Copy every line of the material below word for word.
== == ==
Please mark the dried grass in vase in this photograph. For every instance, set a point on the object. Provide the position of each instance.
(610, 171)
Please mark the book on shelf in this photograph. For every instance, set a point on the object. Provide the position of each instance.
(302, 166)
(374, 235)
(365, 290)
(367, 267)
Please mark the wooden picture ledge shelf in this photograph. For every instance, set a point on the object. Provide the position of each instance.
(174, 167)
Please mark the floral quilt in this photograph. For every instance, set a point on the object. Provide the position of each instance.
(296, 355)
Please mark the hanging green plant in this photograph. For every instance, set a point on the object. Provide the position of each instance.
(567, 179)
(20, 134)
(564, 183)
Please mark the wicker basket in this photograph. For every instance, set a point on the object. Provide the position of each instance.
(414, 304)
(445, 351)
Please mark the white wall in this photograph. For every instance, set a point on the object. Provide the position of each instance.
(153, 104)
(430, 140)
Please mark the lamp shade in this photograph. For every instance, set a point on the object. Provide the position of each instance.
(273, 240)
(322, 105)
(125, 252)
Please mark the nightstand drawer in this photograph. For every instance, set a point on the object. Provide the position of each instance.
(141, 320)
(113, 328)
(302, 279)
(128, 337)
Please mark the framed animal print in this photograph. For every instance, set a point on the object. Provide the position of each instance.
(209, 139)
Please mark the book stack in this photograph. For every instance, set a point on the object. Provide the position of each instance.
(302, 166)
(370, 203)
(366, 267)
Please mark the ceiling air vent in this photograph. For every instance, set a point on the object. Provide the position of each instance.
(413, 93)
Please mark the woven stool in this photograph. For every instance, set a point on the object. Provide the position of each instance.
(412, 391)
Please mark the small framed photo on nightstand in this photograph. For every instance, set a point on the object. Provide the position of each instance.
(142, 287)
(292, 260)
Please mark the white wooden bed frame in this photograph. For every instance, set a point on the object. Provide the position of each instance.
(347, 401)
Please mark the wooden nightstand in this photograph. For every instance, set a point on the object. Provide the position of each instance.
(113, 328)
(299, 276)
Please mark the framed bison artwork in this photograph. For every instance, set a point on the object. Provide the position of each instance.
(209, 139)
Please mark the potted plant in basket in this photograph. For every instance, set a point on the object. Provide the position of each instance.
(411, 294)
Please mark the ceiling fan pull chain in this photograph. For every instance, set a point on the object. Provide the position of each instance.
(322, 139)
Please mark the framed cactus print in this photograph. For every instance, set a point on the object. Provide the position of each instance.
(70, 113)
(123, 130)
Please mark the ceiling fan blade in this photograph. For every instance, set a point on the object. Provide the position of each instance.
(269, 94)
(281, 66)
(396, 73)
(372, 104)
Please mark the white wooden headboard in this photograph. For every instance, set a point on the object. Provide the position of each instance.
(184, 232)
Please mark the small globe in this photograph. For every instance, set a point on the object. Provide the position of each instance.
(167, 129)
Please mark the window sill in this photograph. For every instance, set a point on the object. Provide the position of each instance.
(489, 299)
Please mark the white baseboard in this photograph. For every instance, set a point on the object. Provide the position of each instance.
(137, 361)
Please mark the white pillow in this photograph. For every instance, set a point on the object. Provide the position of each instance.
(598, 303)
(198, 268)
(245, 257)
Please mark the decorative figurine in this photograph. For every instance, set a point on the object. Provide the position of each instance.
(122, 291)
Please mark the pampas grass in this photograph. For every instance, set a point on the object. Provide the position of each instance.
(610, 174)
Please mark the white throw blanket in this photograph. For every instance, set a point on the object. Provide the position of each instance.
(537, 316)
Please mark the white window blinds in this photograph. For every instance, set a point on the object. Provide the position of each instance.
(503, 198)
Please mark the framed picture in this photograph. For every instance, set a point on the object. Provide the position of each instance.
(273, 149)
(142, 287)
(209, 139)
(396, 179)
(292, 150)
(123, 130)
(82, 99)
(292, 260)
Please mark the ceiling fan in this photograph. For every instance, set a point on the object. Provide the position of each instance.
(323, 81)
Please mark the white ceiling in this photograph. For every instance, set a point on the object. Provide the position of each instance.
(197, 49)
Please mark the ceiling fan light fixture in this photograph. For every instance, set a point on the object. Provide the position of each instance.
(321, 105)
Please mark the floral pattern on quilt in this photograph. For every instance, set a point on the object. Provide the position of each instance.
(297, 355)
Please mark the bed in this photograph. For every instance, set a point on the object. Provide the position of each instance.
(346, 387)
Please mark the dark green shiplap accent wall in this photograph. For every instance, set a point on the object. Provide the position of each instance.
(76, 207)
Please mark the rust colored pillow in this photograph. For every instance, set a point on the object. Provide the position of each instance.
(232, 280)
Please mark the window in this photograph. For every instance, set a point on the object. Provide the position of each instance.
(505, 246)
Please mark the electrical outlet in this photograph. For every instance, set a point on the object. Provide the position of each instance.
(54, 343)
== == ==
**Output:**
Please mark the dried grass in vase in this photograph. For every instance, set a point on the object. Provide the position of each instance.
(610, 171)
Please mark the book on shelf in this photograph. For every instance, set a point on the object. Provide the position of each instance.
(302, 166)
(374, 235)
(365, 290)
(367, 267)
Please mark the wooden picture ledge shelf in this photograph. For every instance, set a point on the object. Provide the position of each instance.
(174, 167)
Please mark the floral quilt in this photograph. For every instance, set a point on the object. Provide the position of each instance.
(296, 355)
Please mark the hanging green plant in this photograph. For every instance, set a point on the object. Provide the position of each instance.
(567, 179)
(20, 134)
(564, 183)
Please mark the wicker basket in this photograph. For every instance, set a point on the object. Provide the position of each instance.
(414, 304)
(445, 351)
Please mark the white wall in this photograph. For every instance, set a point on the object. Provide the position of each instance.
(153, 104)
(430, 140)
Please mark the lamp shade in this photograph. For every instance, set a point on the object. Provide the position of each instance.
(273, 240)
(322, 105)
(125, 252)
Please mark the nightstand drawer in this photograph. For every instance, set a point on the object. Provide the position of each instance.
(141, 320)
(113, 328)
(302, 279)
(128, 337)
Please mark the framed animal print in this photograph. For every instance, set a point on the object. Provide the position of each instance.
(209, 139)
Please mark the book stack in this photograph. For every instance, set a point on the object. Provide the position of each instance.
(302, 166)
(370, 203)
(366, 267)
Please mark the ceiling air vent in this photograph. For every instance, set a point on the object. Provide the position of each instance.
(413, 93)
Please mark the woven stool in this photograph. For every instance, set a point on the object. Provide the position of each instance.
(412, 391)
Please mark the small framed photo on nightstand in this photograph. For every instance, set a point on the object. Provide the position of each instance.
(142, 287)
(292, 260)
Please mark the white wooden bed frame in this photograph. For every instance, set a point on the object. Provide the position of each instance.
(347, 401)
Please mark the wooden nightstand in this photograph. For every instance, set a point on the object. Provide the position of each instance.
(113, 328)
(299, 276)
Please mark the framed bison artwork in this photograph. For every instance, set a point on the object. Provide the position of each instance.
(209, 139)
Please mark the potted plant in basket in this photograph. For every instance, set a point on the object. Provide the position of each instance.
(411, 294)
Please mark the ceiling fan pull chain in this photograph. For every instance, set a point on the object. Provide the position of each instance.
(322, 139)
Please mark the framed cactus print in this photograph. For every instance, set a point on the object. Provide the position of each instance.
(70, 113)
(123, 130)
Please mark the ceiling fan blade in this photograph. For every instance, set a point on the object. Provide the position of each instance.
(269, 94)
(281, 66)
(396, 73)
(372, 104)
Please mark the white wooden headboard in this photograph. For every instance, set a point on the object. Provide the position of each instance.
(184, 232)
Please mark the small globe in this photograph. For every instance, set a point on the object. Provide the position of each instance.
(167, 129)
Please mark the window sill in this photograph. For every instance, set a point on the object. Provide the position of each instance.
(489, 299)
Please mark the white baseboard in this photograph. For every instance, set a point on the object. Provide the position of each instance.
(137, 361)
Please mark the white pillow in this photograph. For every instance, set a point on the object. Provide the position of each instance.
(598, 303)
(198, 268)
(245, 257)
Please mark the decorative figurine in this photograph. For every instance, set a point on the object. Provide the position of each instance.
(122, 291)
Please mark the pampas grass in this photograph. For every instance, set a point on the object. Provide the position of each instance.
(610, 174)
Please mark the white throw blanket in this photograph. For every instance, set a point on the object. Provide the position of each instance.
(537, 316)
Please mark the white window blinds in this photograph. For every instance, set a point on the object. Provide the position of each instance.
(503, 198)
Please mark the framed picture in this photograph. For every instance, set a point on the object. Provide the position of each instance.
(273, 149)
(142, 287)
(209, 139)
(396, 179)
(292, 150)
(123, 130)
(82, 99)
(292, 260)
Please mark the ceiling fan in this photograph. For every instance, set a point on the object. Provide the position of each instance.
(323, 81)
Please mark the white ceiling in this photograph. For every instance, set a point on the object. Provide the position of each instance.
(197, 49)
Please mark the ceiling fan light fixture in this photograph. For every instance, set a point on the object. Provide the position of each instance.
(321, 105)
Please mark the floral pattern on quilt in this photograph. For every instance, set a point on the object. Provide the position of each instance.
(297, 355)
Please mark the bed in this photograph. For every instance, set a point on the object. Provide the position of each instance.
(346, 387)
Please mark the dark green shiplap accent wall in this photograph. For every instance, set a point on the object. Provide the position of each instance.
(76, 207)
Please mark the rust colored pillow in this photograph. For every instance, set a point on the object. Provide the position of each instance.
(232, 280)
Please mark the window in this photograph. For every instance, set a point on the object. Provide the position of each instance.
(505, 246)
Please mark the electrical outlet in this photograph. For every instance, set a point on the object. Provide the position of each instance.
(54, 343)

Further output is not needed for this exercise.